Records from a dataset
%%
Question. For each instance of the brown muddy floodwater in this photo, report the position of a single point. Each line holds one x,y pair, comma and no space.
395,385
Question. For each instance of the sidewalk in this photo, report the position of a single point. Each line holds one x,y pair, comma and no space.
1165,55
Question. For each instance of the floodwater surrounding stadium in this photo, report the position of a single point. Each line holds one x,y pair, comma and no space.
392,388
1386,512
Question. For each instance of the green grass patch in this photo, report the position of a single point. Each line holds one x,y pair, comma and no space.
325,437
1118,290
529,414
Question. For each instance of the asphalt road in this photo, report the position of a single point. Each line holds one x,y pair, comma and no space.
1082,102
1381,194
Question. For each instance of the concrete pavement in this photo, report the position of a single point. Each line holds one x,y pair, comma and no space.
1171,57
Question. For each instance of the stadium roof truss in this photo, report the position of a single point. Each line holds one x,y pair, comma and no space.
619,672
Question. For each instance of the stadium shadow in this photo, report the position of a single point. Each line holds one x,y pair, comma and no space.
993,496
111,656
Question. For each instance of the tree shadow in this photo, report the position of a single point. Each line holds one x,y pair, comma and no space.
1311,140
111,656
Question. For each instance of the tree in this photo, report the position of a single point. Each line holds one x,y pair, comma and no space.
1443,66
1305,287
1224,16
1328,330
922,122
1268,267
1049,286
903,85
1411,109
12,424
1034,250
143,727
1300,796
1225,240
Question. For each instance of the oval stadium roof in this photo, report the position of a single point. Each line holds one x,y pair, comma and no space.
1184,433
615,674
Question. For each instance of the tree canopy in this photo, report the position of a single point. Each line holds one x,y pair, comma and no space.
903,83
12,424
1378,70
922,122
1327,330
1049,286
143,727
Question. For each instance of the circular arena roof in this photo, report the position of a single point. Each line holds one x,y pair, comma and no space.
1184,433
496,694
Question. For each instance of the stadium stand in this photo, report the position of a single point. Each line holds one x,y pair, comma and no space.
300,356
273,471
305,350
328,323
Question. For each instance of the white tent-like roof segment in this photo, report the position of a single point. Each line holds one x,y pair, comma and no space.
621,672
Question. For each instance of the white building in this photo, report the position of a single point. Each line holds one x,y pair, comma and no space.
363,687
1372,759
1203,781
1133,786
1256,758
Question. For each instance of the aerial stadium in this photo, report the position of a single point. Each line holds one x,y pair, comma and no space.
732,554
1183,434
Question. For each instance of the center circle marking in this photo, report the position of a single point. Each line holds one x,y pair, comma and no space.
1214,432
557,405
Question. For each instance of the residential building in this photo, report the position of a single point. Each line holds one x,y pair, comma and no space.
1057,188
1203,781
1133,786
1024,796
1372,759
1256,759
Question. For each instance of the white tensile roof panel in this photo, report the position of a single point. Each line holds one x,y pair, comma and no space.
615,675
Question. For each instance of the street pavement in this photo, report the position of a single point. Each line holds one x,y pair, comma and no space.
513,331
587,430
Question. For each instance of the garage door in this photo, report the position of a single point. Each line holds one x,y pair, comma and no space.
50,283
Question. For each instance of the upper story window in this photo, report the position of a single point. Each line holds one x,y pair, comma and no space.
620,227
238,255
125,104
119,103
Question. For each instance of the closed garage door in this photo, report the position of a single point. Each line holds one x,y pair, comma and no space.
%%
WHAT IS ASKED: Extract the entries above verbatim.

RESULT OF THE TASK:
Question. For each instance of the brown muddy floodwater in this photo, report the position of a single point. Each line holds one x,y pair, comma and no space.
395,385
Question. For each instance of the sidewalk in this photo, report the position of a single point. Each line holds one x,y pair, comma and no space.
1165,55
Question. For each instance of the floodwater surrounding stadium in this photo, report the position of a single point. Each line holds one x,y pair, comma and no space.
392,388
1386,512
Question. For each instance of the green grass patch in this photo, report the position of a single point. Each line holds one x,y pair, comma and no space.
325,437
1118,290
529,414
Question. For each instance of the asphalt road in this photo, report the position of a single point. Each line holds one x,y pair, comma and no space.
1082,102
1381,194
Question. For each instance of the concrete pavement in this photo, report the position of a single point. Each line holds one x,y pair, comma and no space.
1171,57
Question. For each instance of the stadium roof truss in this photo, report the position of a single point. Each line holds one x,y pair, comma and no space.
619,672
Question. For each instance of the stadium shadow in this photo, report the position of a single point. Each line holds one x,y pair, comma and no space.
993,496
111,656
Question. For each instance of the tree shadow in this photo, report the position of a single point. Each line holds one x,y pair, comma and no space.
1311,140
111,656
Question. For each instance of the tree in this photo, report the position of a single point. Each line holds one x,y pair, comma and no space.
1443,66
1305,287
1224,16
1328,330
922,122
1268,267
1049,286
903,85
1411,109
12,424
1034,250
143,727
1300,796
1225,240
Question. For each instance of the oval stadium roof in this photo, report the position of a single point. Each line holds one x,y pair, comma and no space.
1184,433
615,674
Question. For each instance of the tree canopy in this photo, report the position of a single point. Each line holds one x,y pair, comma and no space.
903,83
12,424
1378,70
922,122
1327,330
1049,286
143,727
Question. For each instance of the circular arena roof in this photo, report the position of a single point. Each line holds one x,y pair, comma and no space.
1184,433
496,694
Question. For each instance of the stadium stand in this photo, report the position of a single point. Each line holds one x,y pair, comma and no space.
300,356
273,471
305,350
328,323
Question. For each instance of the white tent-like roof segment in this photo, report the position of a single point. Each line holds one x,y pair, comma and no space.
621,672
Question. For each instance of the white building in this photo, report the position of a single point. Each line holds one x,y pair, comma and no space.
363,687
1372,759
1203,781
1133,786
1256,758
Question. For each instance of the aerial stadium in this photo, report the position of a single point. Each line holds one x,y pair, comma and no space.
732,554
1183,434
Question. For each instance of the center circle marking in this photo, report the position of a single point. Each line holds one x,y pair, comma and no space.
1214,432
557,405
Question. For each instance of the residential building in this photo, report the position of a single point. Each line holds one x,y pair, comma and no space.
1057,188
1203,781
1133,786
1024,796
1372,759
1256,759
Question. For each instance of the white tensile roof panel in this photo, report the position of a single point. Each line holds one x,y pair, comma and no space.
615,675
Question. For each instance of the street pavement in this photo, report the position of a single point. Each line holds one x,y pair, comma and no space.
513,331
587,430
Question. For each instance of the garage door in this photo, report the position of a single point. Each line holds one x,y pair, comma and no space.
50,283
Question. For each instance of the upper story window in this photo, report the position of a single point. Each line holds one x,y pair, comma and no space.
620,227
238,255
125,104
119,103
Question. For each instance of the closed garage door in this photo, report the position of a single point. Each line holds one x,y pair, comma and no space.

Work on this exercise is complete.